[Work required] Report each line in the two blocks below that contains the word "slope", copying every such line in full.

■ ■ ■

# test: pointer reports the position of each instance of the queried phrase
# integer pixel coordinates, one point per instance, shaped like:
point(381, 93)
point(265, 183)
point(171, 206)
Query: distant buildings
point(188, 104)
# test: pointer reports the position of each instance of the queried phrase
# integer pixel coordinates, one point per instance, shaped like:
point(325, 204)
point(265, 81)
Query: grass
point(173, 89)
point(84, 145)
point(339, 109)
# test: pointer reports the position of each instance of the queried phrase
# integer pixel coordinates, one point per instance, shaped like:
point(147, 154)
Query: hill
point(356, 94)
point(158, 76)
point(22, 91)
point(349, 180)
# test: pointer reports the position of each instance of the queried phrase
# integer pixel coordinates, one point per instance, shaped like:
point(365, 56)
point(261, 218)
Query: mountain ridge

■ ■ ■

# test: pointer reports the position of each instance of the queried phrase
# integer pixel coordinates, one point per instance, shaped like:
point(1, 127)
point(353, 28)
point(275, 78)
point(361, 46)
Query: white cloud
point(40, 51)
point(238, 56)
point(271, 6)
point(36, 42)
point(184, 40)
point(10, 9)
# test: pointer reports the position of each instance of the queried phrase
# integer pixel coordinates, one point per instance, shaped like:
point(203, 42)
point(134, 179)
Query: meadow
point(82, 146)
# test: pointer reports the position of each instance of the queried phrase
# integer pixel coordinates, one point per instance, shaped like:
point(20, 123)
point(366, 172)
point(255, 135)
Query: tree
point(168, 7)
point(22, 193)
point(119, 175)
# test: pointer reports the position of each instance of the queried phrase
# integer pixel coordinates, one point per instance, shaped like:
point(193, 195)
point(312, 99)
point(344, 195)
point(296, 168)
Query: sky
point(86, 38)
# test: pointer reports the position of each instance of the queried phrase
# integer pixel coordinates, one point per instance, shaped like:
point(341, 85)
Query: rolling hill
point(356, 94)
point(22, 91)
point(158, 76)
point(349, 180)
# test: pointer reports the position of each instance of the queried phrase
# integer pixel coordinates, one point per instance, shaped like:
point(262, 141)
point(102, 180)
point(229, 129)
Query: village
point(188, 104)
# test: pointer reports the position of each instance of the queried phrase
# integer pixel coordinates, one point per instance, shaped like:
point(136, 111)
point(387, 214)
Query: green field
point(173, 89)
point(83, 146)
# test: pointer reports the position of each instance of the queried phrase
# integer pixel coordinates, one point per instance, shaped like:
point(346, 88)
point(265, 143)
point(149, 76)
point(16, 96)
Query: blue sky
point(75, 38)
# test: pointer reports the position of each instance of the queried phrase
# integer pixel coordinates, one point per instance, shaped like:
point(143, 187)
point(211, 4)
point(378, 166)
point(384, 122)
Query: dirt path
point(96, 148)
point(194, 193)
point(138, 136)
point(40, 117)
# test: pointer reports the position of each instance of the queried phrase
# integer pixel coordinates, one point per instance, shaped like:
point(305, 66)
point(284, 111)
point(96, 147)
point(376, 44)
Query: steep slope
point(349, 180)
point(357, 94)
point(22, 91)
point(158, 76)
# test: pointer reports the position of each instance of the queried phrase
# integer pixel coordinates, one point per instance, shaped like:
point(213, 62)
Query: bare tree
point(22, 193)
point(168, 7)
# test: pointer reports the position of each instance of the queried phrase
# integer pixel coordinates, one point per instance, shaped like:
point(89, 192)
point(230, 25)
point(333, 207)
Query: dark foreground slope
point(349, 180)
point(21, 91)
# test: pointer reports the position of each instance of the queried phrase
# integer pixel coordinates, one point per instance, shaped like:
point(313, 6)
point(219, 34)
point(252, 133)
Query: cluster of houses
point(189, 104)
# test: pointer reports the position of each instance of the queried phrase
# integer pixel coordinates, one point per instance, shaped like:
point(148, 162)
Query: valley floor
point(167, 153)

■ ■ ■

[Task answer]
Query: steep slope
Query: dark foreground slope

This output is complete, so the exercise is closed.